**Required work**
(a) Write out the court opinion word for word, from "[101 NJSuper Page" up to and including "but separately tried.".
(b) Pick up the court opinion where it stops and write what comes next.

**Provided text**

## BEGIN

Conford, Collester and Labrecque. The opinion of the court was delivered by Labrecque, J.A.D.
[101 NJSuper Page 472] Defendant Elijah Cox, Jr. appeals from his conviction under indictments for conspiracy to commit robbery, N.J.S. 2 A:98-1; armed robbery, N.J.S. 2 A:141-1 and 151-5; kidnapping, N.J.S. 2 A:118-1; assault and battery upon a police officer, N.J.S. 2 A:90-4, and larceny of an automobile, N.J.S. 2 A:119-2. James Hickman and Alfred Cooper were jointly indicted with him but separately tried.
On the armed robbery indictment defendant was sentenced to a term of from 16 to 25 years in State Prison. He was sentenced to concurrent terms of from one to three years for conspiracy, five to seven years for assault and battery upon a police officer and five to seven years for larceny, and to a term of from 30 to 40 years for kidnapping, to run consecutively with the prior sentences.
The indictments arose out of a train of events which began with the holdup of a service station in Cinnaminson Township on September 28, 1966. On the evening of that day, as the service station attendant was preparing to close for the night, he was held up at gunpoint by two men who relieved him of $5 and forced him to open the cash register from which they abstracted $100. Their movements aroused the suspicions of Sergeant William Peters of the Cinnaminson police who was passing by, and he drove in and stopped by the gas pumps. The holdup men, not realizing that it was a police officer, at first told the attendant to go out and wait on the customer. With this he ran out, shouting, and ducked behind a car, whereupon the two holdup men ran out towards the rear of the building. As Peters followed, the two men were joined by another as they made for a 1961 Ford (later identified as belonging to Cox) which was parked there. There was an exchange of gunfire, Peters' first shot hitting and dropping one of the men as he stood by the front door of the Ford preparatory to getting into the front seat. His second shot broke a rear window and his third shot struck one of the men who was in the rear. As Peters came close, the wounded man on the ground passed something to the wounded man in the rear seat, who thereupon opened fire shattering Peters' right arm. Peters returned the fire but was in turn shot in the neck, shoulder and head and finally collapsed. As a result, he lost the sight of his left eye, had only partial use of his right arm and faced the prospect (a 90% chance) that he would have to undergo another operation on his arm.

## END

**Data extract**
## BEGIN

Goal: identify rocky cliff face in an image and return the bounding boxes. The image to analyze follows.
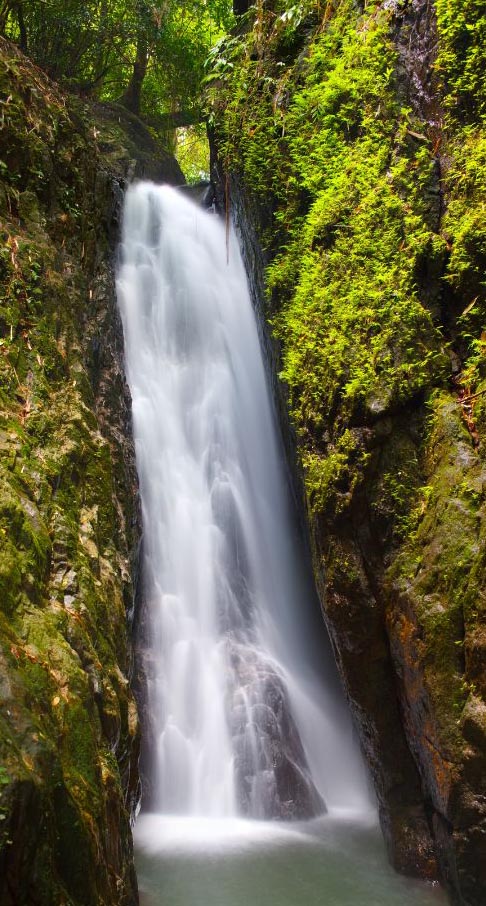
[210,0,486,906]
[0,42,182,906]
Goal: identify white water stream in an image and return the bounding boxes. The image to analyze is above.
[118,183,370,819]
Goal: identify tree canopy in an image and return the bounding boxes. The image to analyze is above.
[0,0,235,119]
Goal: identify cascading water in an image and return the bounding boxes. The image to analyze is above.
[118,183,368,818]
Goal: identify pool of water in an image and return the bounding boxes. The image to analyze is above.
[135,814,447,906]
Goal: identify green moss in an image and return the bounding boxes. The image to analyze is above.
[0,40,139,906]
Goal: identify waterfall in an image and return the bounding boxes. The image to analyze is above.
[117,183,368,819]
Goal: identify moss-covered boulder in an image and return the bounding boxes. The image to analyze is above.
[0,41,182,906]
[208,0,486,906]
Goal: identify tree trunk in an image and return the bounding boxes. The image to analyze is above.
[120,34,148,116]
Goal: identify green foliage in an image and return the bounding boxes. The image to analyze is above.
[436,0,486,119]
[208,0,446,511]
[0,0,232,125]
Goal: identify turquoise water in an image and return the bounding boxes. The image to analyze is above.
[136,816,446,906]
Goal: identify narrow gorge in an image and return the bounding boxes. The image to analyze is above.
[0,0,486,906]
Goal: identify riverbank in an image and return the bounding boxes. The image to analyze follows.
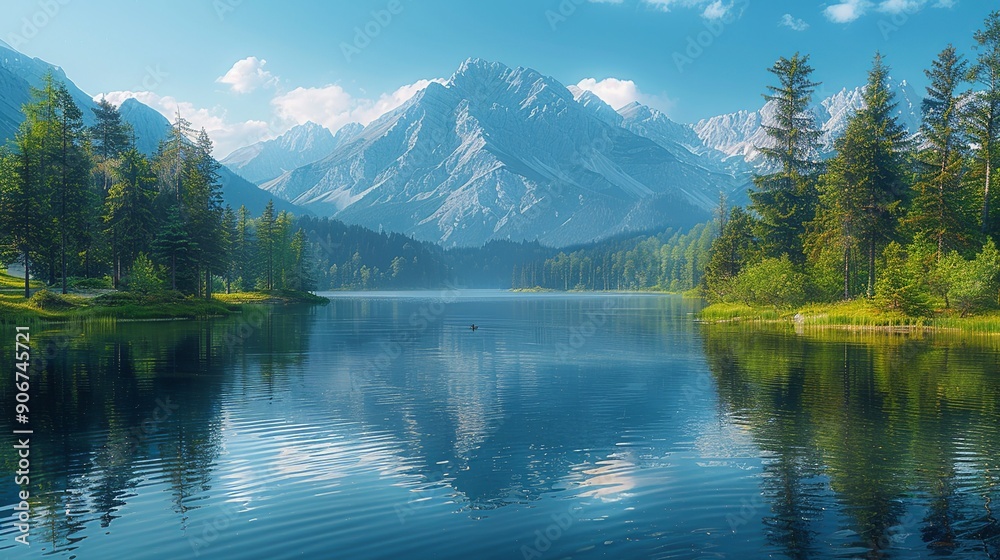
[700,300,1000,334]
[0,290,330,324]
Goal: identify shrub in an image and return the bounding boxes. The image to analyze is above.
[875,241,930,317]
[939,240,1000,316]
[731,255,806,308]
[125,253,163,294]
[68,276,113,290]
[28,290,76,311]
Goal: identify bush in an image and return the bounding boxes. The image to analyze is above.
[938,240,1000,317]
[94,291,187,307]
[28,290,77,311]
[125,253,163,294]
[730,255,806,308]
[875,241,930,317]
[67,276,113,290]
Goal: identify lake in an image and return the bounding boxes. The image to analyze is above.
[0,291,1000,560]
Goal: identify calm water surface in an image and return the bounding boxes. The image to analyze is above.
[0,292,1000,560]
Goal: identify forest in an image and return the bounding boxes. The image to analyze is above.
[0,75,315,299]
[702,12,1000,316]
[0,12,1000,310]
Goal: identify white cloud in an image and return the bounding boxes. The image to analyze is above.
[823,0,958,23]
[778,14,809,31]
[823,0,872,23]
[569,78,673,113]
[100,79,444,159]
[95,91,276,159]
[215,56,277,93]
[878,0,958,14]
[642,0,742,20]
[271,79,444,130]
[701,0,733,19]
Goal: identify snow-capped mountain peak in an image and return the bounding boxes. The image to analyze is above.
[222,122,342,184]
[263,59,733,245]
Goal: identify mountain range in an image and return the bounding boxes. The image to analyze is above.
[0,42,920,246]
[0,41,296,214]
[224,59,920,246]
[261,59,743,246]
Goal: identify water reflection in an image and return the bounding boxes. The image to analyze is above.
[0,294,1000,560]
[0,309,316,555]
[703,327,1000,558]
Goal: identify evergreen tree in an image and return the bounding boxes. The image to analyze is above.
[750,53,821,263]
[811,54,909,299]
[222,204,239,294]
[703,207,760,301]
[233,206,255,290]
[104,148,156,287]
[0,147,49,299]
[906,45,974,259]
[964,11,1000,234]
[49,83,96,294]
[153,205,198,290]
[90,97,133,195]
[257,200,276,290]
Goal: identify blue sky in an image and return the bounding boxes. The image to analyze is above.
[0,0,997,156]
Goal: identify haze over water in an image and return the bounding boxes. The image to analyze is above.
[0,292,1000,559]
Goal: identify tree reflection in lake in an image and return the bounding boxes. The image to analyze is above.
[703,326,1000,558]
[0,308,309,552]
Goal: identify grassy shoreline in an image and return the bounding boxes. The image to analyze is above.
[699,300,1000,334]
[0,290,330,324]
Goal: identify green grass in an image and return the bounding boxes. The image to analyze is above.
[701,299,1000,334]
[0,269,45,294]
[212,290,330,305]
[0,290,330,325]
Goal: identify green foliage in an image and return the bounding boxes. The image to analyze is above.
[904,45,978,256]
[513,223,716,292]
[962,11,1000,234]
[729,255,807,309]
[808,55,910,299]
[125,253,163,294]
[939,240,1000,317]
[28,290,79,311]
[750,53,822,264]
[703,207,761,301]
[874,241,930,317]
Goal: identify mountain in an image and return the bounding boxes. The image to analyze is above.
[693,80,922,170]
[0,41,94,140]
[262,59,736,246]
[118,99,305,216]
[118,98,170,157]
[0,41,303,218]
[222,122,364,184]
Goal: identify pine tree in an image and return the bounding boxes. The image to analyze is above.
[0,147,48,299]
[963,11,1000,234]
[906,45,974,260]
[90,98,133,195]
[104,148,156,287]
[702,207,761,301]
[222,204,238,294]
[52,84,96,294]
[811,54,909,299]
[233,206,254,290]
[153,205,198,290]
[257,200,276,290]
[750,53,821,263]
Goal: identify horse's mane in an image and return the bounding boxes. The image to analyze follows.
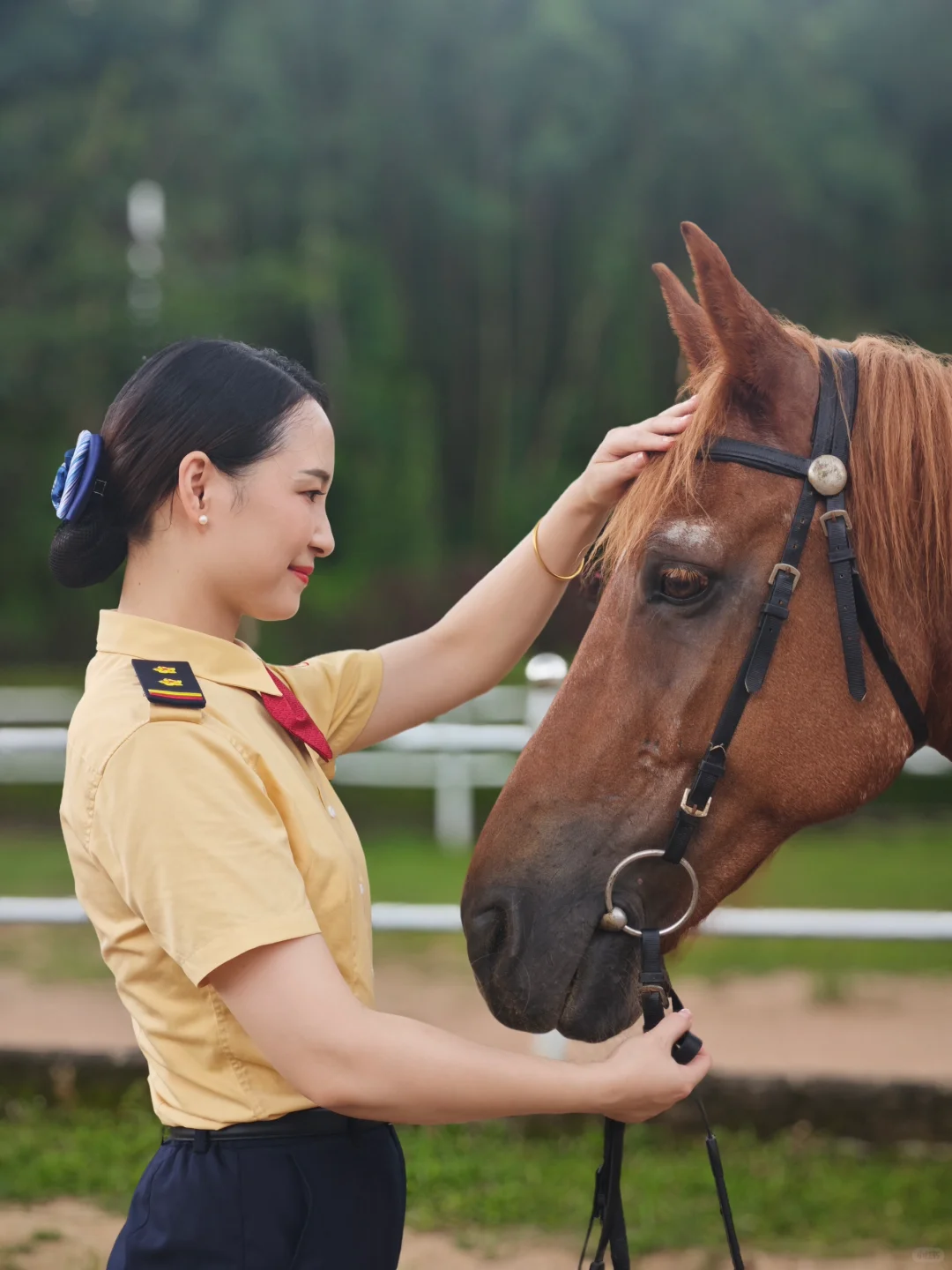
[598,321,952,639]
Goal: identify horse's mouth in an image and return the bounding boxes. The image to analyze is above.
[467,910,655,1042]
[554,930,641,1042]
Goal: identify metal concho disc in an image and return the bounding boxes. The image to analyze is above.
[603,848,701,936]
[806,455,848,497]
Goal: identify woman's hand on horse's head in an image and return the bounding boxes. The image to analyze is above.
[579,398,697,512]
[598,1010,710,1124]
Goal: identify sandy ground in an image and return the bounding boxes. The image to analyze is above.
[0,959,952,1081]
[0,1199,941,1270]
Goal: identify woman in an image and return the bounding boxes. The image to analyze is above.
[51,340,710,1270]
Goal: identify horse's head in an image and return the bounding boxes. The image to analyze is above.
[464,225,948,1040]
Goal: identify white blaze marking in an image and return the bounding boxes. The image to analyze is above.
[661,520,718,551]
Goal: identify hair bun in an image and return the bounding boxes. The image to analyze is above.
[49,497,128,586]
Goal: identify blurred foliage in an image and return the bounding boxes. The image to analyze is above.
[0,1085,952,1265]
[0,0,952,663]
[0,823,952,980]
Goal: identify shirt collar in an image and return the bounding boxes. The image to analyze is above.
[96,609,279,696]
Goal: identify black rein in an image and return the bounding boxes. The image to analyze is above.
[579,349,929,1270]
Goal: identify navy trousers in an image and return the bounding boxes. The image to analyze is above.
[107,1125,406,1270]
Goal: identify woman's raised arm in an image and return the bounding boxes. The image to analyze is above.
[205,935,710,1124]
[352,398,695,750]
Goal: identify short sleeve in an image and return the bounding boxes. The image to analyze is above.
[89,721,320,985]
[275,649,383,756]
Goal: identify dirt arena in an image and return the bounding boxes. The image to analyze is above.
[0,1199,937,1270]
[0,953,952,1087]
[0,946,952,1270]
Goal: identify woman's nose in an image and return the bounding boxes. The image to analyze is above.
[311,517,334,557]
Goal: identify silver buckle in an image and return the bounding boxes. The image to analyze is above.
[638,983,672,1010]
[767,564,800,595]
[681,786,713,820]
[820,507,853,537]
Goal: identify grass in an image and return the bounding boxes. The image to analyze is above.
[0,1091,952,1253]
[0,817,952,980]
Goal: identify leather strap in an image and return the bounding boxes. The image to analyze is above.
[579,930,744,1270]
[664,349,928,863]
[853,571,929,753]
[820,352,866,701]
[698,437,810,480]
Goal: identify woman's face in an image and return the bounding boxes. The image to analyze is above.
[201,398,334,621]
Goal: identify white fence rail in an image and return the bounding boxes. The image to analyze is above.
[0,653,952,849]
[0,895,952,941]
[0,653,568,849]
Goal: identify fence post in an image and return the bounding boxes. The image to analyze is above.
[433,753,476,851]
[524,653,569,731]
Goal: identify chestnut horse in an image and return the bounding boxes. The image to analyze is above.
[462,223,952,1042]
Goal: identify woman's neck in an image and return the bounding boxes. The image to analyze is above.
[118,549,242,643]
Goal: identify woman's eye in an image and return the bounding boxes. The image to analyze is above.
[658,565,709,600]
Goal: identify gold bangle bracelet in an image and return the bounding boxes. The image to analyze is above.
[532,520,585,582]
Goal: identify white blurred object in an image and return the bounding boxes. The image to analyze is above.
[523,653,569,731]
[904,745,952,776]
[532,1031,569,1063]
[126,180,165,243]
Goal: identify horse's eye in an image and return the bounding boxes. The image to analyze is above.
[658,565,709,600]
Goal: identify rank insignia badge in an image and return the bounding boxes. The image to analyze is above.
[132,658,205,710]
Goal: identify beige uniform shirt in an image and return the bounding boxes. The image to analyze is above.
[60,609,382,1129]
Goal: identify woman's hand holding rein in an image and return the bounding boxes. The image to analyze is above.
[208,935,710,1124]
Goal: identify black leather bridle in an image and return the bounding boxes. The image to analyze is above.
[579,349,929,1270]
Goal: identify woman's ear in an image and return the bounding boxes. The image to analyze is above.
[176,450,212,525]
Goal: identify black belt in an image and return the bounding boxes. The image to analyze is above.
[162,1108,386,1149]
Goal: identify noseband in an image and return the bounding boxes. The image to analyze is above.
[579,348,929,1270]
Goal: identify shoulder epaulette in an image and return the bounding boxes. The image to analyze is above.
[132,658,205,710]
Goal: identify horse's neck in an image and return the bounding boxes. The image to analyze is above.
[926,615,952,758]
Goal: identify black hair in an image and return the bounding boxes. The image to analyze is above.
[49,339,330,586]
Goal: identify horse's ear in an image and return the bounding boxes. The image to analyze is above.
[681,221,802,398]
[651,265,716,373]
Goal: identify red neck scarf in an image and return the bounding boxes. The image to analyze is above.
[260,667,334,763]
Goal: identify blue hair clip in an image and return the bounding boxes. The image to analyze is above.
[49,428,106,520]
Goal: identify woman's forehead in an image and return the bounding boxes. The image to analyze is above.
[280,398,334,473]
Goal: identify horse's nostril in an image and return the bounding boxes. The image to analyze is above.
[465,895,519,967]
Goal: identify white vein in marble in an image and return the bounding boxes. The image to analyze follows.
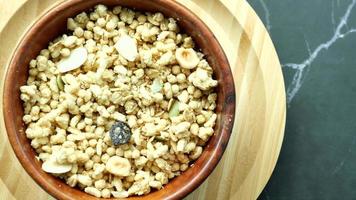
[284,0,356,104]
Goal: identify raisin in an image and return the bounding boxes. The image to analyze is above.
[110,121,131,145]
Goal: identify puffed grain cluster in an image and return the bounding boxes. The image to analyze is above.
[20,5,217,198]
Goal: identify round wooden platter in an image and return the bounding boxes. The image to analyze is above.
[0,0,286,200]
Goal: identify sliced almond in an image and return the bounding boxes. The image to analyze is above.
[115,35,138,62]
[42,156,72,174]
[106,156,131,176]
[57,47,88,73]
[176,48,200,69]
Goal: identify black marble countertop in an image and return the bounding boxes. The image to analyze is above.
[248,0,356,200]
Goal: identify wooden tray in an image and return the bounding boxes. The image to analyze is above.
[0,0,286,200]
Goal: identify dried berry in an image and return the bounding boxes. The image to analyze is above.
[110,121,131,145]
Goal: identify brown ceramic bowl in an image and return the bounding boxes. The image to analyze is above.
[3,0,235,199]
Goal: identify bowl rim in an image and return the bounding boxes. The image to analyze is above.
[2,0,236,199]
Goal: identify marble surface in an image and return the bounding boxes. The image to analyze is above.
[248,0,356,200]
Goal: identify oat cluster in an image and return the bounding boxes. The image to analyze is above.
[20,5,217,198]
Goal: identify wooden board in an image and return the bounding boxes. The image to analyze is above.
[0,0,286,200]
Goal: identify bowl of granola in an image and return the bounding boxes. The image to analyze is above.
[3,0,235,199]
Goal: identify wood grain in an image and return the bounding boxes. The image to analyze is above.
[0,0,286,199]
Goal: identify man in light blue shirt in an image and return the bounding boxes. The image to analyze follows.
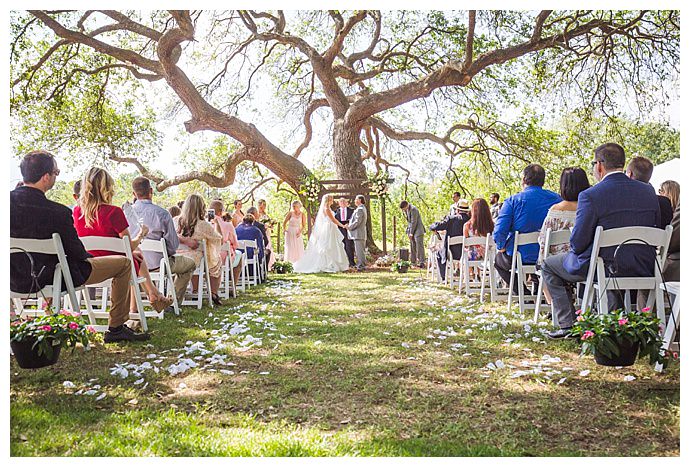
[124,177,199,303]
[493,164,562,293]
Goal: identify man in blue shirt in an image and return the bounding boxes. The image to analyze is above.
[124,177,198,303]
[493,164,561,293]
[542,143,661,339]
[235,214,264,284]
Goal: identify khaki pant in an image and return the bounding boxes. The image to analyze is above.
[168,255,196,305]
[86,256,132,328]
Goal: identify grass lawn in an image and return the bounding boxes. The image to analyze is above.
[10,270,680,456]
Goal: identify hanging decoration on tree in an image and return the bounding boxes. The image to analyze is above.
[299,174,321,209]
[369,172,388,198]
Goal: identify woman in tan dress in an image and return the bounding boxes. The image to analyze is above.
[173,194,223,305]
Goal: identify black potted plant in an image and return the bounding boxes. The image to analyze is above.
[10,310,96,368]
[272,261,293,274]
[391,260,412,274]
[571,308,665,366]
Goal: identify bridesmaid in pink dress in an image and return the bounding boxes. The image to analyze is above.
[283,200,307,263]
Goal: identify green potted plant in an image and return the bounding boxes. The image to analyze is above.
[10,310,96,368]
[570,308,665,366]
[391,260,412,274]
[273,261,292,274]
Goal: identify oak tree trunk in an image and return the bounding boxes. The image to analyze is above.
[333,119,381,254]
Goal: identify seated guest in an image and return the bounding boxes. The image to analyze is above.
[542,143,660,339]
[168,203,184,219]
[208,199,242,283]
[10,151,150,343]
[659,180,680,212]
[462,198,494,275]
[539,167,589,303]
[662,204,680,282]
[173,194,223,305]
[72,167,172,313]
[494,164,561,294]
[232,199,244,227]
[247,206,271,280]
[625,156,673,229]
[429,201,470,280]
[235,214,264,282]
[489,193,503,221]
[128,177,198,303]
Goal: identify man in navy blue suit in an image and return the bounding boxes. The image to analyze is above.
[542,143,660,339]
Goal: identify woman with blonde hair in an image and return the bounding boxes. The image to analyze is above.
[659,180,680,212]
[72,167,172,312]
[283,200,307,263]
[173,194,223,305]
[232,199,244,227]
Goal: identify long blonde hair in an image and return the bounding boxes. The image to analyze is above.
[79,167,115,227]
[177,193,206,237]
[659,180,680,211]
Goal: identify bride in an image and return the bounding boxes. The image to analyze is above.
[294,195,349,274]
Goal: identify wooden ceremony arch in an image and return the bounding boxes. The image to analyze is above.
[307,178,393,255]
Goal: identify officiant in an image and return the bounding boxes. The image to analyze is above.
[333,198,355,268]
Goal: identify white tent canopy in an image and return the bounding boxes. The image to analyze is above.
[649,157,681,190]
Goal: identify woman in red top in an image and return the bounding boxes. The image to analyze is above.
[72,167,172,311]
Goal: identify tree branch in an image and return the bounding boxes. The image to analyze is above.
[463,10,477,69]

## END

**Responses to the exercise**
(a)
[101 NJSuper Page 472] Defendant Elijah Cox, Jr. appeals from his conviction under indictments for conspiracy to commit robbery, N.J.S. 2 A:98-1; armed robbery, N.J.S. 2 A:141-1 and 151-5; kidnapping, N.J.S. 2 A:118-1; assault and battery upon a police officer, N.J.S. 2 A:90-4, and larceny of an automobile, N.J.S. 2 A:119-2. James Hickman and Alfred Cooper were jointly indicted with him but separately tried.

(b)
In the meantime, a Mrs. Evelyn Paulson, driving by in her 1964 Chevrolet, had observed the wounded officer and, thinking it was an accident, stopped. With this the three men came over to her car and one of them, upon being refused entrance, broke a window vent with a metal object and opened the door. One of them then pushed her to the side and got behind the wheel while the other two got into the rear. They drove the car to Camden where it was abandoned after they had relieved her of $8, tied her hands with a plastic rain hat, gagged her with a handkerchief and told her to lie down in the back seat on pain of death. She later freed herself and told her story to the police.
The fact that the car abandoned at the service station was registered and licensed in the name of Cox led to a search of his apartment. The search yielded a coat and undergarments which contained what appeared, and were later testified, to be blood stains and bullet holes. Glass found in a pocket of defendant's sport coat was matched to that in the window of Cox's car, and a spent bullet found in another pocket of the same coat bore indications that it had been discharged from Peters' service revolver.
Subsequent to the holdup Cox borrowed a friend's car, presumably to move some boxes. It was not returned and was subsequently found, abandoned, in Washington, D.C. Cox was not located until nine months later, when he was picked up in Detroit under an alias. At that time he bore scars from bullet wounds on his neck, stomach and hip. In a statement given there he denied that he had actually participated in the attempted holdup but stated that he had waited in the car while Hickman and Cooper got out, presumably to get whisky. In the statement he denied possessing a gun and asserted that it was Hickman and Cooper who had stopped Mrs. Paulson. At the trial Peters identified Cox as one of the men he had seen enter the gas station on the night of the holdup and as the one who had first fired at him from the rear of the car.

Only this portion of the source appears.